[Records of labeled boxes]
⁂
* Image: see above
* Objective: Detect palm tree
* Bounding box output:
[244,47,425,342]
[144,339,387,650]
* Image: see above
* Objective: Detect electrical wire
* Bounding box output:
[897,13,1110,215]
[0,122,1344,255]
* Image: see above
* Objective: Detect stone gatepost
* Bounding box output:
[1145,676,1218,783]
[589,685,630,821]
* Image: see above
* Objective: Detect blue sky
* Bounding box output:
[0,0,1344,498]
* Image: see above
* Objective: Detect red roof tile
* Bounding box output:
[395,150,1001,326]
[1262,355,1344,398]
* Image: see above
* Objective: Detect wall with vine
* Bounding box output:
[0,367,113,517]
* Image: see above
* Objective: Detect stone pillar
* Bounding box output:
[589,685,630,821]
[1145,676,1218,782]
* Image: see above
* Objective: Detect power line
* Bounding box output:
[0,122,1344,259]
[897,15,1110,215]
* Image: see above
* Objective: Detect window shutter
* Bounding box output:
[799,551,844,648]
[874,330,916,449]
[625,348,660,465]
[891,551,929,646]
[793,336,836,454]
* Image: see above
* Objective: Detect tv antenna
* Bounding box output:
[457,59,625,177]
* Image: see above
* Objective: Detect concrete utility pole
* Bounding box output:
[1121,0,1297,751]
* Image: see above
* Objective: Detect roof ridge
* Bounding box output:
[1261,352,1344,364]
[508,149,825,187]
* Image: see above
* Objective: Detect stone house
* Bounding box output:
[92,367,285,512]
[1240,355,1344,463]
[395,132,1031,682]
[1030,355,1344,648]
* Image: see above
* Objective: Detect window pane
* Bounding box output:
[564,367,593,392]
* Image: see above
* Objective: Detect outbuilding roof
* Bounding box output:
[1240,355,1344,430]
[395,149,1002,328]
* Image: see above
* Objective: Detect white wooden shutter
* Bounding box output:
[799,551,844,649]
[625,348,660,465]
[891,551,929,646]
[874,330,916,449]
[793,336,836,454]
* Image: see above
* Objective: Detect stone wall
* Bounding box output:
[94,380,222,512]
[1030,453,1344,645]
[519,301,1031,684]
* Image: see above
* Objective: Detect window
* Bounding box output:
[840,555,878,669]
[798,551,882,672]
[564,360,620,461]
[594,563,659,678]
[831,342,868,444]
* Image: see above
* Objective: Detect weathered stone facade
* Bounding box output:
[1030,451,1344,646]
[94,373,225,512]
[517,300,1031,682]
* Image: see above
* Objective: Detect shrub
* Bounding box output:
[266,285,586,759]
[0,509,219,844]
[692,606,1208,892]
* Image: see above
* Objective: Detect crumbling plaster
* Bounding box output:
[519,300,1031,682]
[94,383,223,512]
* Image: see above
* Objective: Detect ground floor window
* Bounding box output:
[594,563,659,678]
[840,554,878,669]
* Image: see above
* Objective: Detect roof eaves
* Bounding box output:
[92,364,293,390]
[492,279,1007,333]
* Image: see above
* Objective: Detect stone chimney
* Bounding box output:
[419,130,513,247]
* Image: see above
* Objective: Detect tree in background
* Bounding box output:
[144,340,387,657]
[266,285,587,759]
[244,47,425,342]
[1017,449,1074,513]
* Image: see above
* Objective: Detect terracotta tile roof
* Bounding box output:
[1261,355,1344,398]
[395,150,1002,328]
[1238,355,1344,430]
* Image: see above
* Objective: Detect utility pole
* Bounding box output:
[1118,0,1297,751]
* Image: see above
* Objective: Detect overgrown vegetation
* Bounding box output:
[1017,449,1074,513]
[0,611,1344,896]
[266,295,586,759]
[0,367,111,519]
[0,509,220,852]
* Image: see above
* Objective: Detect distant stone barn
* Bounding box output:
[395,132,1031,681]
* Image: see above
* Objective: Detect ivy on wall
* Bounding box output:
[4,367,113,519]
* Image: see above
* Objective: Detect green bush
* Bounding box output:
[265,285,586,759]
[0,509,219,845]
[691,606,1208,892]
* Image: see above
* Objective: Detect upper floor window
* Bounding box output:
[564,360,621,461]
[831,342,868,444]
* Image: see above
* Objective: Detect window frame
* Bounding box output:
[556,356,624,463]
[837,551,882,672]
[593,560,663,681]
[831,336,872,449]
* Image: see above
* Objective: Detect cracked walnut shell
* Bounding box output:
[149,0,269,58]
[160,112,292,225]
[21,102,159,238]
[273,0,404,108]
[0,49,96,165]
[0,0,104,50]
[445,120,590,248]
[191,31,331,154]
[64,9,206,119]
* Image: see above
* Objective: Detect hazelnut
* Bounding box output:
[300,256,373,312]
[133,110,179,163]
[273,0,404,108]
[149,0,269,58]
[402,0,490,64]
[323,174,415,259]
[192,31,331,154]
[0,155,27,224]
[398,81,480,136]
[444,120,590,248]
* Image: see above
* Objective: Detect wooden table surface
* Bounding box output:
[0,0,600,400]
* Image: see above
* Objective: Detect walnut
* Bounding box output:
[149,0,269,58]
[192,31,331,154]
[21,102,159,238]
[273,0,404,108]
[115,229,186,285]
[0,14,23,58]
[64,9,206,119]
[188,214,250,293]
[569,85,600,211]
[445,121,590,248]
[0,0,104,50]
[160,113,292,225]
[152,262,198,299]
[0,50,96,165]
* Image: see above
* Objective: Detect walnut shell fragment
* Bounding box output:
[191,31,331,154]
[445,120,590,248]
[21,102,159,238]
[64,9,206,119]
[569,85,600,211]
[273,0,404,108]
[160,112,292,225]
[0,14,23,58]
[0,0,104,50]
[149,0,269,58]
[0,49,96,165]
⁂
▶ _WORK TO COMPLETE_
Copy every line of the data from the start through the line containing "[0,367,113,517]", keeping both ends. Shift each bounding box coordinate by -6.

▶ _FINAL RESULT_
* Image: see above
* Objective: Detect palm tree
* Bounding box output:
[238,41,419,336]
[138,333,381,644]
* Image: see above
* Objective: Detect electrical wire
* Bounding box output:
[891,7,1104,209]
[-6,116,1338,249]
* Image: see above
* Objective: Detect stone gatepost
* Bounding box output:
[1139,670,1212,777]
[583,679,624,815]
* Image: see above
* Objective: Detect blue sky
* Bounding box output:
[-6,-6,1338,492]
* Image: see above
* Objective: Detect red roof tile
* Bounding box output:
[389,144,995,320]
[1256,349,1338,392]
* Image: see above
* Objective: Detect wall with vine
* Bounding box output:
[-6,361,107,511]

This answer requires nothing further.